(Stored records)
──────────

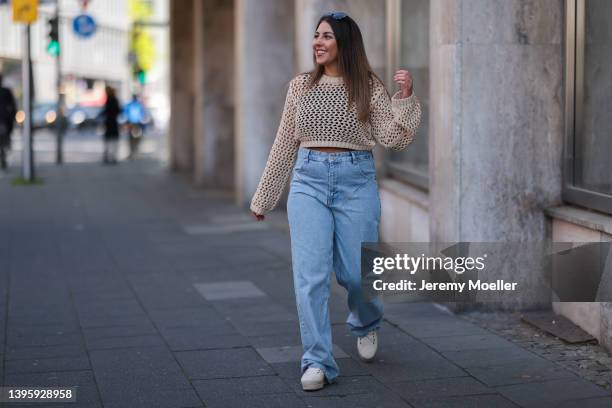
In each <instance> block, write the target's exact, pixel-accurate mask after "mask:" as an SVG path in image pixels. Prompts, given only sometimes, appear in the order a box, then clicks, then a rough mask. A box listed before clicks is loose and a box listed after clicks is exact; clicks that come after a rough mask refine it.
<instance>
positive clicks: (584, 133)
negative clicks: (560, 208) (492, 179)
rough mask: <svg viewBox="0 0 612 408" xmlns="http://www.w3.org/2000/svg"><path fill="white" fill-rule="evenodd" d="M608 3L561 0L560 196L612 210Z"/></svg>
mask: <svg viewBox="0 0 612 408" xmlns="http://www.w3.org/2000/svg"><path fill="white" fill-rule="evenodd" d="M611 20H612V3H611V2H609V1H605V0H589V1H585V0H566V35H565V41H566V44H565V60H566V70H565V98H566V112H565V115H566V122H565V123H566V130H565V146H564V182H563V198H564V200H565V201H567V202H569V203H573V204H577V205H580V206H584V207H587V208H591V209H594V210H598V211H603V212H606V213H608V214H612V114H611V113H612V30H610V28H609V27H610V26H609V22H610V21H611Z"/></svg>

──────────

• Assignment
The answer must be all the lines above that hold the word "clicks".

• Response below
In each <instance> block, write the target's exact, pixel-accurate mask after "mask:" as an SVG path in image pixels. Prompts, given only sometimes, appear in the order a box, then clicks, then a rough mask. A box listed before clicks is loose and a box listed after clicks is exact; clicks that come after a rough mask refine it.
positive clicks: (584, 133)
negative clicks: (560, 208) (492, 179)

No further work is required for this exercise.